→ **What to produce**
Gather and copy out every line of the material below that contains the word "Target".

>> BEGIN Records for the task

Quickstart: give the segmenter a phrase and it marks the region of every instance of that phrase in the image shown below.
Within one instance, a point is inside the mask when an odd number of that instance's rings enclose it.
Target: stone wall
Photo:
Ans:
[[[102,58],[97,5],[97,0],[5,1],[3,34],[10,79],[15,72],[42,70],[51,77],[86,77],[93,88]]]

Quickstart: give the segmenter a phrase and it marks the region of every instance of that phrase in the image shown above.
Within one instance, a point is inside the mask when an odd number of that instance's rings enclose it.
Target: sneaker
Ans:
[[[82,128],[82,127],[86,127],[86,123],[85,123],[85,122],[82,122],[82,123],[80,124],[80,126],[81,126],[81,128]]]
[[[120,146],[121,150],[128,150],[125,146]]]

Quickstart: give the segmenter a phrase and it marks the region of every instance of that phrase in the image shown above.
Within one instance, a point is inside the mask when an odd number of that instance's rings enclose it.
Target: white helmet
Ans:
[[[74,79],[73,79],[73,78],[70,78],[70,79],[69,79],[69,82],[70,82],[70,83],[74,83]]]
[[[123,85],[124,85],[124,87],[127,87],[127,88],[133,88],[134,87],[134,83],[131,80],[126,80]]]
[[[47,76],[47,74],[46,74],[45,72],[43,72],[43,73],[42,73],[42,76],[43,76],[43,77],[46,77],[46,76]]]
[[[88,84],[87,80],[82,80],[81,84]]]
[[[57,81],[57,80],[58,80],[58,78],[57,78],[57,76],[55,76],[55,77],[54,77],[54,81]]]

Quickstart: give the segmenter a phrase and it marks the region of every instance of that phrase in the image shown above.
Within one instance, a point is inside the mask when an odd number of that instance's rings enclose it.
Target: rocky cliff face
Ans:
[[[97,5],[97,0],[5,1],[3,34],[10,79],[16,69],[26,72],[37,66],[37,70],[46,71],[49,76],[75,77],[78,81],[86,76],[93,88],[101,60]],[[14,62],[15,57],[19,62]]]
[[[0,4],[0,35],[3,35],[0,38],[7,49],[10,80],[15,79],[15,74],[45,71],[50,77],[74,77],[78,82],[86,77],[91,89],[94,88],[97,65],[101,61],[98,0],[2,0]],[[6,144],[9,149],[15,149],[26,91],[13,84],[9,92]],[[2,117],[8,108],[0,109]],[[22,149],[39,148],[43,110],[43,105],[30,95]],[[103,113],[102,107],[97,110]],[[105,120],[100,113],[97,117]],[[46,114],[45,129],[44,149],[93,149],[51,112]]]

>> END Records for the task
>> BEGIN Records for the task

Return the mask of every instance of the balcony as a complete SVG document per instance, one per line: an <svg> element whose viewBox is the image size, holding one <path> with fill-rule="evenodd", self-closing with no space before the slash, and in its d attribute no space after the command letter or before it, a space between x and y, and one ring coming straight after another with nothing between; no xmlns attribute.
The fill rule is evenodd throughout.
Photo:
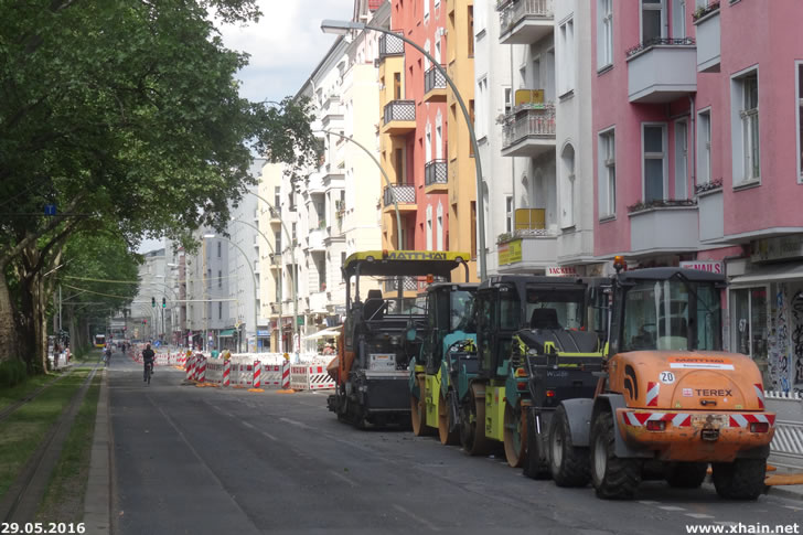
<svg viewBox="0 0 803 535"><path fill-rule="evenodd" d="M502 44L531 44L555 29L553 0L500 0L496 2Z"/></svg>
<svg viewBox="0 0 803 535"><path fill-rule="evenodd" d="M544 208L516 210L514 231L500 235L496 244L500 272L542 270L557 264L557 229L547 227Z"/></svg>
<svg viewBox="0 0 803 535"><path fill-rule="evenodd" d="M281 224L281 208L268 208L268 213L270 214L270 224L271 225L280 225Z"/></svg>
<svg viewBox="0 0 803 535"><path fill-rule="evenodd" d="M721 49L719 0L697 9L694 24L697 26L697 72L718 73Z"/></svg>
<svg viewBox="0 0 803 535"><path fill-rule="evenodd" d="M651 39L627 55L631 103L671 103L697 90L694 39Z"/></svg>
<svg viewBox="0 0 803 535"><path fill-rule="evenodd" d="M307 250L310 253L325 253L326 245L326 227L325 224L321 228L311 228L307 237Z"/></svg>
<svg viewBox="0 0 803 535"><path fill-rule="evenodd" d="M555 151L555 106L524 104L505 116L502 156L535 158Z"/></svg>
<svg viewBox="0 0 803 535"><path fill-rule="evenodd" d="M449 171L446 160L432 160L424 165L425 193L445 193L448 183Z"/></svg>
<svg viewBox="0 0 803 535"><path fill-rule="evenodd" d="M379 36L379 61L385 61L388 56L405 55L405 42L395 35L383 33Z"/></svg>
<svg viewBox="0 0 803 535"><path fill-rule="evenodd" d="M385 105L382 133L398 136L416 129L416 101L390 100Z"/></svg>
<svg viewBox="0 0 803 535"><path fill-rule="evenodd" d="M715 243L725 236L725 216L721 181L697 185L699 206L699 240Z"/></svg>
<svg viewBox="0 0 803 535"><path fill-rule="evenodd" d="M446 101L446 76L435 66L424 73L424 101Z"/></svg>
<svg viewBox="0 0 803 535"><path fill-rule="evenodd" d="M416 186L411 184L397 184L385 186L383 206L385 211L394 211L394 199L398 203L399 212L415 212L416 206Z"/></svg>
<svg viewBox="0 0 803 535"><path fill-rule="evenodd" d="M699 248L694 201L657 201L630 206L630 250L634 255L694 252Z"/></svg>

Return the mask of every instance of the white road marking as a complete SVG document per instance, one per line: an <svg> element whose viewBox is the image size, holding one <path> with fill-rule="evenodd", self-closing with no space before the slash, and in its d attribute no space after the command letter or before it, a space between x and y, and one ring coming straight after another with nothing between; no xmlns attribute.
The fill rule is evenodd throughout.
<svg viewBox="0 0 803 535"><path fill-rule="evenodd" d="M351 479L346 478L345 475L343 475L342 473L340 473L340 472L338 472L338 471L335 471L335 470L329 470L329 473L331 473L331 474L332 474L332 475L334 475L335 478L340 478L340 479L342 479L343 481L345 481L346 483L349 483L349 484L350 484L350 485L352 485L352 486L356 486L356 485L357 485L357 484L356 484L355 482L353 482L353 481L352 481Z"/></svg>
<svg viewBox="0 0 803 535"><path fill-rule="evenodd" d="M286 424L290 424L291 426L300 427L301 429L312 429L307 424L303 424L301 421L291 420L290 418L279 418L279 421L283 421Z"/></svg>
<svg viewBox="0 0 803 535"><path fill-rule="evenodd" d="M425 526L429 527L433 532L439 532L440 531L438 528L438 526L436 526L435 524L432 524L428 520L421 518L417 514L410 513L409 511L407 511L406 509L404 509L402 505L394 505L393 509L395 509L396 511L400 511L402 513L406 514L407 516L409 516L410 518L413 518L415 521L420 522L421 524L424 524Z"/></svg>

>> END Records for the task

→ **Result of the exercise**
Target: stone wall
Target: sneaker
Target: white helmet
Target: rocky cliff face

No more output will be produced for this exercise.